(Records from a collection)
##############################

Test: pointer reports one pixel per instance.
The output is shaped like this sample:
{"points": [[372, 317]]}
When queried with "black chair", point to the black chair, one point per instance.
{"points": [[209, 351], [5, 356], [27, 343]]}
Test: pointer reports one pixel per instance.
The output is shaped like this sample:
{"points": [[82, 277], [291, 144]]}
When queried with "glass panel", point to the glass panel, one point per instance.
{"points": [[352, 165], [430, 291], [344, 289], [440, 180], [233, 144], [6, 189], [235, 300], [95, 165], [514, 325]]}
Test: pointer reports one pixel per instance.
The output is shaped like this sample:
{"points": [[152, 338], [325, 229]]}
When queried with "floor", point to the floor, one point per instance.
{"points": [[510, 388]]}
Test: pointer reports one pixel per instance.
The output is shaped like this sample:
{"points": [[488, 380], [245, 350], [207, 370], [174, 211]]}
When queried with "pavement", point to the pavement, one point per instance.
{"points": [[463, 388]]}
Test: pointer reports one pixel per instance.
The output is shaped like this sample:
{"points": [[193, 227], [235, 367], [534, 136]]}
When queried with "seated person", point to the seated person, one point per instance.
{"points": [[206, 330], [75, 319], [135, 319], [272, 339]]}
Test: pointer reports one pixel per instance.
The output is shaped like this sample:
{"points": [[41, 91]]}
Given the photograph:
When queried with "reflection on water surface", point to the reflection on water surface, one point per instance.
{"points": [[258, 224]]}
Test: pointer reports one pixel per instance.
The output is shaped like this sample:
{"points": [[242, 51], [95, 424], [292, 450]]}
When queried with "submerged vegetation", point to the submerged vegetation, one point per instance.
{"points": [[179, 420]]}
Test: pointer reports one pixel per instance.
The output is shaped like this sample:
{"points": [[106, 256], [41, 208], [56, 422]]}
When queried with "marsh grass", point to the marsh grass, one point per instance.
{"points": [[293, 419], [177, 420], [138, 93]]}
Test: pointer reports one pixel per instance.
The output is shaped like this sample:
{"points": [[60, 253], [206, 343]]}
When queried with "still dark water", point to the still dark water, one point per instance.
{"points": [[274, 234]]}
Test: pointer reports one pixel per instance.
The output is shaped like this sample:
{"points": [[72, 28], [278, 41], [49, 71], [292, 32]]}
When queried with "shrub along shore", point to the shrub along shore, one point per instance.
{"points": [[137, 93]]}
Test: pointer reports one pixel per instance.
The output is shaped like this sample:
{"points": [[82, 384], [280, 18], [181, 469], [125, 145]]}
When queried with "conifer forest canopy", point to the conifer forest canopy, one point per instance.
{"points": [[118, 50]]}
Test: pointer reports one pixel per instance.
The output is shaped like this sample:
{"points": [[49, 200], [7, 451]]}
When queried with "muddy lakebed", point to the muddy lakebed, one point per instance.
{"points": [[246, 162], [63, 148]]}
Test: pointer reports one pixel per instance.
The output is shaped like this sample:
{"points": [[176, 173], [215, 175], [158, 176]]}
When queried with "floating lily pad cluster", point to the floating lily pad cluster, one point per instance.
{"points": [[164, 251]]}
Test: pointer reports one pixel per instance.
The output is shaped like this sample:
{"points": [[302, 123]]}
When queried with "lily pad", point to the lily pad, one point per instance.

##############################

## INSTRUCTIONS TO FOLLOW
Word for word, copy out the records.

## REPLY TO THE TASK
Test: pointer reports one pixel per instance.
The output is shaped like this sample:
{"points": [[372, 317]]}
When queried with "black chair", point to the black chair, one point per instance.
{"points": [[209, 351], [5, 356], [27, 343]]}
Test: pointer reports one pixel per instance.
The output is shaped like this sample:
{"points": [[82, 277], [291, 144]]}
When queried with "glass panel", point to the glass panel, one point per instance.
{"points": [[352, 165], [430, 291], [344, 289], [440, 180], [233, 144], [6, 189], [235, 300], [95, 165], [514, 325]]}
Test: pointer reports one pixel per instance.
The output is shaped like this sample:
{"points": [[152, 338], [325, 229]]}
When queried with "floor", point to the floor, one point per instance.
{"points": [[510, 388]]}
Test: pointer reports one pixel per instance.
The output is shaped like this sample:
{"points": [[488, 380], [245, 350], [207, 370], [174, 211]]}
When queried with "pavement", point to the pavement, one point per instance.
{"points": [[463, 388]]}
Test: pointer reports one pixel per instance.
The output is shaped like this sample:
{"points": [[193, 227], [235, 367], [534, 136]]}
When queried with "seated person", point to the seated person, one point per instance.
{"points": [[206, 330], [75, 319], [135, 319], [272, 339]]}
Test: pointer reports one pixel per instance.
The output is shaped like this sample:
{"points": [[41, 91]]}
Given the photograph:
When queried with "reflection on water surface", point to the reflection on water surface, one point per instance.
{"points": [[258, 224]]}
Test: pointer reports one pixel per instance.
The output is shaped like this sample:
{"points": [[242, 51], [95, 424], [292, 450]]}
When queried with "submerged vegetation", point to the submerged vegetation, one point per instance.
{"points": [[179, 420]]}
Test: pointer reports one pixel per instance.
The output is shaped like this sample:
{"points": [[106, 256], [41, 208], [56, 422]]}
When queried with "marsh grass", point to the marsh grass, one point per instance.
{"points": [[293, 419], [177, 420], [138, 93]]}
Test: pointer reports one pixel per instance.
The output is shaped like this sample:
{"points": [[60, 253], [206, 343]]}
When queried with "still dark water", point to the still dark water, one point per instance.
{"points": [[274, 234]]}
Test: pointer reports one pixel per instance.
The output is shaped like this sample:
{"points": [[72, 28], [278, 41], [49, 71], [292, 32]]}
When queried with "shrub along shore", point to the shrub along shore, one point per instance.
{"points": [[137, 93]]}
Test: pointer reports one pixel per instance.
The output is shaped like this sample:
{"points": [[82, 384], [280, 18], [181, 469], [125, 145]]}
When queried with "conifer forest canopy", point to the conifer forest canopy, one point per instance.
{"points": [[118, 50]]}
Test: pointer reports one pixel per instance.
The output is shaped like this sample:
{"points": [[49, 200], [7, 451]]}
When queried with "muddy lakebed", point to the muddy lakebed, one point per instance.
{"points": [[246, 162], [63, 148]]}
Test: pointer reports one pixel per instance.
The output is shaped like this sample:
{"points": [[176, 173], [215, 175], [158, 176]]}
When queried with "floating lily pad cluster", point to the floating lily pad cluster, one point per instance.
{"points": [[164, 251]]}
Test: pointer reports one pixel per instance.
The output is shaped like this sample:
{"points": [[302, 123]]}
When queried with "lily pad", point to the lily pad, one point per instance.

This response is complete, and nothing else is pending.